BRIEF> Look through the data below and show every line that includes "wall".

————————

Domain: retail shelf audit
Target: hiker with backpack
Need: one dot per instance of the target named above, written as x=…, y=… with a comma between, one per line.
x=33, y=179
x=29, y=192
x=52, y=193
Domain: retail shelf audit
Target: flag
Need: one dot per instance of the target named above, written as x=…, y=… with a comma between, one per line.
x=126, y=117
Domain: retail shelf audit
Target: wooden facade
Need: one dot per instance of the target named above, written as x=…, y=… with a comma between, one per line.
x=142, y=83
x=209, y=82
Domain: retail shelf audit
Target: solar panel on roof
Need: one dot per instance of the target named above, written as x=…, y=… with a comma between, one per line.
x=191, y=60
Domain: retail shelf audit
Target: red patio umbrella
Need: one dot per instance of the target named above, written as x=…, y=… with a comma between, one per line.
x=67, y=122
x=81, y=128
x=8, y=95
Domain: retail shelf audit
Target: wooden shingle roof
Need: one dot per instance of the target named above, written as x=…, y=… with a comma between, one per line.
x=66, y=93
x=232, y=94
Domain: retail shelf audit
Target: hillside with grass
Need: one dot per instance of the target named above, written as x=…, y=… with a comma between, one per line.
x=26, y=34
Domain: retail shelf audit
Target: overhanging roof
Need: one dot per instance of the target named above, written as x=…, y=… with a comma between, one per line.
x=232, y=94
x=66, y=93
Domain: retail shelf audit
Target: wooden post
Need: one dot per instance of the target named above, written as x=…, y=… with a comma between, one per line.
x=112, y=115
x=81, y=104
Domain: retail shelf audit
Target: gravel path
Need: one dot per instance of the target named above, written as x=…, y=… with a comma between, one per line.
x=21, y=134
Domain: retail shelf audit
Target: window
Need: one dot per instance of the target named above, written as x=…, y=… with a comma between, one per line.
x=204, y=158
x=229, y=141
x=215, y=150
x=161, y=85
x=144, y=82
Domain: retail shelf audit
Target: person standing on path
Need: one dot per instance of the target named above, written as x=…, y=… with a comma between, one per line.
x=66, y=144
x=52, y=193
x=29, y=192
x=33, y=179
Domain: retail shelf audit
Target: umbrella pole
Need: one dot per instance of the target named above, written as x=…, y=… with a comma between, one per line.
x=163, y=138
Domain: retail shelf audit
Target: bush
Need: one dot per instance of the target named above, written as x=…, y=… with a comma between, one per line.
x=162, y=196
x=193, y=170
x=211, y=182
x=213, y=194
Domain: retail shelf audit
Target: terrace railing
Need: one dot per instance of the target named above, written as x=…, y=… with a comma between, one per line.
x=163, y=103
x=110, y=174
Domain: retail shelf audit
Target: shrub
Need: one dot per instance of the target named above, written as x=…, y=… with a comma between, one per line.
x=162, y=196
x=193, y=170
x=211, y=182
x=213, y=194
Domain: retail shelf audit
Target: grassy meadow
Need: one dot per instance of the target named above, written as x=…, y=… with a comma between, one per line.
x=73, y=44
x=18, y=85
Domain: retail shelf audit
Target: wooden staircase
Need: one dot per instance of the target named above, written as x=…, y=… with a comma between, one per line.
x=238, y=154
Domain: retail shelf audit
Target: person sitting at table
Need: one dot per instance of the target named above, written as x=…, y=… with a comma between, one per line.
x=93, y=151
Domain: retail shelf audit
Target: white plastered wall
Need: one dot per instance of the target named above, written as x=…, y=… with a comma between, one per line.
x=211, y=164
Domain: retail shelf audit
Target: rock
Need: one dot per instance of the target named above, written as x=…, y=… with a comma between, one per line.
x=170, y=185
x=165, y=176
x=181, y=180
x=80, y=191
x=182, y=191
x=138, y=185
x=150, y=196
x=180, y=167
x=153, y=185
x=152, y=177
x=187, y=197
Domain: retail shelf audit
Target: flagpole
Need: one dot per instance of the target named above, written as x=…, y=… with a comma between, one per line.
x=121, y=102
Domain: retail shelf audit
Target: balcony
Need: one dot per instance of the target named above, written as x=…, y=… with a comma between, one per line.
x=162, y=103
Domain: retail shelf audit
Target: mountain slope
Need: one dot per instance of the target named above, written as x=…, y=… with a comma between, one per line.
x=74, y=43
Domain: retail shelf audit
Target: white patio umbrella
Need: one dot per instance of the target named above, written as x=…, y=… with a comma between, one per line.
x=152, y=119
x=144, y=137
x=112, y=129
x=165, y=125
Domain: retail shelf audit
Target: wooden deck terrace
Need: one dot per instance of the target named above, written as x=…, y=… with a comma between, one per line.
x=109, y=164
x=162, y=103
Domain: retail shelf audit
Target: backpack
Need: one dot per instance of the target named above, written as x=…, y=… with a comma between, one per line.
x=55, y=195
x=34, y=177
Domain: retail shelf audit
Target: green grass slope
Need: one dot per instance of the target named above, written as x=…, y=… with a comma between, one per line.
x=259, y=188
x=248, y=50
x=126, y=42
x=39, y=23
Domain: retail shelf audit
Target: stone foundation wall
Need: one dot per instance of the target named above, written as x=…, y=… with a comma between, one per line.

————————

WRITTEN SOLUTION>
Target: white plastered wall
Target: stone foundation wall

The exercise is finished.